Region pointing data
══════

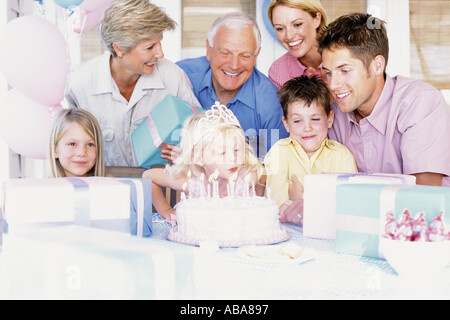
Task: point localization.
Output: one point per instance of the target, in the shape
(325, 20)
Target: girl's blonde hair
(310, 6)
(61, 124)
(198, 133)
(128, 22)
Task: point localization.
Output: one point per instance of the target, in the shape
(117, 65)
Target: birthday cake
(229, 221)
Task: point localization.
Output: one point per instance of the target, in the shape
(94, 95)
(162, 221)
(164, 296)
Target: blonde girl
(76, 145)
(212, 144)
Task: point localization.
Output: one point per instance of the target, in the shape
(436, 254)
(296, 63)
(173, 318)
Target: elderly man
(390, 124)
(227, 74)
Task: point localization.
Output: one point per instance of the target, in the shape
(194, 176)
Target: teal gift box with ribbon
(361, 211)
(161, 127)
(117, 204)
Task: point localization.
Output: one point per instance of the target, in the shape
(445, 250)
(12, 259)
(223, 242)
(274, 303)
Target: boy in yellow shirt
(307, 116)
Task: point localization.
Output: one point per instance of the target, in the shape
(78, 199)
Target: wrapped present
(161, 127)
(121, 204)
(361, 211)
(73, 262)
(319, 209)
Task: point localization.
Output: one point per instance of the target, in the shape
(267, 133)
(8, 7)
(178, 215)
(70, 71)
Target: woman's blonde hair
(128, 22)
(61, 124)
(197, 134)
(310, 6)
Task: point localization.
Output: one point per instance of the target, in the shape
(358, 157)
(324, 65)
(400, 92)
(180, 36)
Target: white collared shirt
(91, 87)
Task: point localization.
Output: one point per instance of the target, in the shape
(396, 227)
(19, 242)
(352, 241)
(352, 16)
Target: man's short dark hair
(362, 34)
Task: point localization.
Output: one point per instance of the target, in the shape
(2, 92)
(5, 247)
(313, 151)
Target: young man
(390, 124)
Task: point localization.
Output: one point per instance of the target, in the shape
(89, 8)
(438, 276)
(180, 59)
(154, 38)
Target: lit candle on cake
(183, 194)
(231, 184)
(247, 185)
(189, 182)
(253, 188)
(210, 180)
(203, 192)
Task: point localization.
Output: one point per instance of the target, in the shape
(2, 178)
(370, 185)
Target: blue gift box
(361, 211)
(120, 204)
(160, 128)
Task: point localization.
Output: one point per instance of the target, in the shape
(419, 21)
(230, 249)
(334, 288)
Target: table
(155, 268)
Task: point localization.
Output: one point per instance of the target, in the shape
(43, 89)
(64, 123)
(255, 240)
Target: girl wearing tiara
(213, 146)
(76, 145)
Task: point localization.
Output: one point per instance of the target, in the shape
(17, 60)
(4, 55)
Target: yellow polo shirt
(287, 157)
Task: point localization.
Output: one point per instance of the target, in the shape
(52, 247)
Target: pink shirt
(407, 132)
(287, 67)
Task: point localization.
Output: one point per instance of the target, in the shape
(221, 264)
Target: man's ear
(378, 65)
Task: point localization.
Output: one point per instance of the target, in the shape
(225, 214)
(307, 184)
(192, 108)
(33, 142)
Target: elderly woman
(122, 87)
(296, 24)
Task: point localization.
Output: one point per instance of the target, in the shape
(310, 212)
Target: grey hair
(128, 22)
(236, 21)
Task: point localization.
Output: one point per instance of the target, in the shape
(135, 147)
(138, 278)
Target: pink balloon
(25, 124)
(33, 59)
(93, 5)
(83, 20)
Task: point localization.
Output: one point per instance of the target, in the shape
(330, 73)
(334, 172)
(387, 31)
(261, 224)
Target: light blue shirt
(255, 105)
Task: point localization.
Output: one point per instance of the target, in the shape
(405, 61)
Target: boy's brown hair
(362, 34)
(307, 90)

══════

__TASK DIRECTIONS__: Reproduce the data above exactly, leaving out any picture in it.

__TASK RESPONSE__:
Task: point localization.
Output: one point per instance of the target, in the shape
(325, 20)
Target: girl's blonde hair
(310, 6)
(61, 124)
(198, 133)
(128, 22)
Task: point localization.
Output: one point per instance of the target, in the shape
(117, 65)
Target: birthday cake
(229, 221)
Task: point localization.
Output: one point per instance of the target, in the shape
(94, 95)
(162, 221)
(164, 296)
Target: blonde girl
(76, 145)
(212, 144)
Task: point localization.
Output: one point per instance of the target, in the shape
(436, 254)
(296, 63)
(173, 318)
Target: elderly man
(390, 124)
(227, 74)
Task: point localization.
Output: one point per instance of the target, in the shape
(194, 176)
Target: teal gift box with ribbon
(361, 211)
(161, 127)
(117, 204)
Task: point localization.
Output: one point per instance of the target, in the shape
(445, 250)
(12, 259)
(223, 242)
(274, 303)
Target: boy in yellow shirt
(307, 116)
Task: point localization.
Output: one point per instance of the target, in the shape
(78, 199)
Target: wrapped present
(161, 127)
(121, 204)
(361, 211)
(73, 262)
(319, 209)
Task: point localization.
Output: one point per instance of the target, in the shape
(267, 133)
(8, 7)
(178, 215)
(70, 71)
Target: woman's blonde hair
(128, 22)
(61, 124)
(197, 134)
(310, 6)
Task: point localization.
Output: one point per instance of the target, in the shape
(358, 157)
(324, 65)
(400, 92)
(180, 36)
Target: white collared shirt
(91, 87)
Task: point localization.
Output: one point per instance of the target, in the shape
(396, 227)
(19, 242)
(352, 241)
(352, 16)
Target: man's short dark hair
(362, 34)
Task: point localization.
Output: one point per instance of the target, in the shape
(2, 92)
(5, 247)
(313, 151)
Target: young man
(390, 124)
Task: point localization.
Output: one point per instance of the target, in the shape
(89, 8)
(438, 276)
(180, 59)
(154, 38)
Target: lit candle on cake
(183, 194)
(231, 184)
(247, 185)
(189, 182)
(253, 188)
(210, 180)
(203, 192)
Task: point localization.
Output: one point per instance of the target, in the shape
(2, 178)
(370, 185)
Target: blue gift box
(361, 211)
(120, 204)
(160, 128)
Task: point localization.
Output: one point per instance of the target, in the shape
(419, 21)
(230, 249)
(334, 288)
Target: table
(155, 268)
Task: point localization.
Output: one point per instance of the target, in the shape
(43, 89)
(64, 123)
(255, 240)
Target: girl wearing tiara
(213, 146)
(76, 145)
Task: point localization.
Output: one point per instance of the target, in the shape
(17, 60)
(4, 55)
Target: yellow polo shirt
(287, 157)
Task: point localization.
Output: one point per instance of the target, in the shape
(52, 247)
Target: pink shirt
(407, 132)
(287, 67)
Task: point localization.
Output: one point per instance of the target, in the shape
(221, 264)
Target: man's ear
(378, 65)
Task: point localization.
Output: one point per instance of the target, in the shape
(225, 214)
(307, 184)
(192, 108)
(33, 142)
Target: elderly woman
(122, 87)
(296, 24)
Task: point localization.
Output: one point per instance of the target, in the shape
(310, 212)
Target: grey hair
(128, 22)
(236, 21)
Task: point localization.
Output: one point per instance of the target, in the shape
(135, 147)
(138, 278)
Target: pink balloon
(25, 124)
(33, 59)
(93, 5)
(83, 20)
Task: point localization.
Output: one point per instance of the target, in the shape
(330, 73)
(334, 172)
(387, 31)
(261, 224)
Target: light blue shirt
(255, 105)
Task: point localization.
Output: one point per instance of the target, in the shape
(405, 61)
Target: boy's brown hair
(362, 34)
(307, 90)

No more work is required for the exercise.